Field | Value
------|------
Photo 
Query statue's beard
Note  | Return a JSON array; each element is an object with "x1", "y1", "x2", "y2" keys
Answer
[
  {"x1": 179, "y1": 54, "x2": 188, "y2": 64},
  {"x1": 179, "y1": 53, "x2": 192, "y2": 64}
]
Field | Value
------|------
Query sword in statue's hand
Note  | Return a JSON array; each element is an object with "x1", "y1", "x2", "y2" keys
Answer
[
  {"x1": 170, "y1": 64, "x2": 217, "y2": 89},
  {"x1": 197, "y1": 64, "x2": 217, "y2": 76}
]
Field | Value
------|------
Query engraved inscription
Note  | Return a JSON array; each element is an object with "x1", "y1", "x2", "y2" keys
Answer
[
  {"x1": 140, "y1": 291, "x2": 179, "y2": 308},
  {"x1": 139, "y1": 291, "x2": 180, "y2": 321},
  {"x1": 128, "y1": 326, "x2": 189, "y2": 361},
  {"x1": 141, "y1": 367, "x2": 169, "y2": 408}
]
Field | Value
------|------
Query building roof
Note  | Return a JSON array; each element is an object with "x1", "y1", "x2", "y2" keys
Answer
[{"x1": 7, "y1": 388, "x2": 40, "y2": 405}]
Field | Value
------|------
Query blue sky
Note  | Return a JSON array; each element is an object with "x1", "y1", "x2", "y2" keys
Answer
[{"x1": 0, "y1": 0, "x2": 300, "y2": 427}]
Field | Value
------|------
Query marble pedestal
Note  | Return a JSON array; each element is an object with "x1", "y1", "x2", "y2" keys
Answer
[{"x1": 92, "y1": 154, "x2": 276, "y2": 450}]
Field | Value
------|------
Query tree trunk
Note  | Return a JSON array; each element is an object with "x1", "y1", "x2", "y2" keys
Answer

# # # # #

» What is expected: All of the data above should be reproduced word for word.

» Response to this task:
Field | Value
------|------
Photo 
Query statue's beard
Note  | Return a JSON array; each element is an object with "x1", "y1", "x2", "y2" keys
Answer
[
  {"x1": 179, "y1": 54, "x2": 188, "y2": 64},
  {"x1": 179, "y1": 53, "x2": 192, "y2": 64}
]
Field | Value
------|------
Query sword in statue's hand
Note  | Return a JSON array; each element is an object with "x1", "y1", "x2", "y2" keys
Answer
[
  {"x1": 170, "y1": 64, "x2": 217, "y2": 89},
  {"x1": 197, "y1": 64, "x2": 217, "y2": 76}
]
Field | Value
------|------
Query engraved inscription
Note  | Return a JSON array; each element is an object with "x1", "y1", "x2", "y2" keys
Answer
[
  {"x1": 140, "y1": 291, "x2": 179, "y2": 308},
  {"x1": 139, "y1": 291, "x2": 180, "y2": 321},
  {"x1": 128, "y1": 326, "x2": 189, "y2": 361},
  {"x1": 141, "y1": 367, "x2": 169, "y2": 408}
]
Field | Value
------|------
Query building roof
Note  | Return a JSON array; each element is an object with "x1", "y1", "x2", "y2" keys
Answer
[{"x1": 7, "y1": 388, "x2": 40, "y2": 405}]
Field | Value
------|------
Query blue sky
Note  | Return a JSON array; each element is an object with "x1", "y1", "x2", "y2" keys
Answer
[{"x1": 0, "y1": 0, "x2": 300, "y2": 427}]
Field | Value
------|------
Query marble pedestal
Note  | Return a JSON array; each element is an object with "x1", "y1", "x2", "y2" keys
Answer
[{"x1": 92, "y1": 154, "x2": 276, "y2": 450}]
Field | Value
------|------
Query tree trunk
Note  | Return a JSON array; each element is an object with "x1", "y1", "x2", "y2" keys
Answer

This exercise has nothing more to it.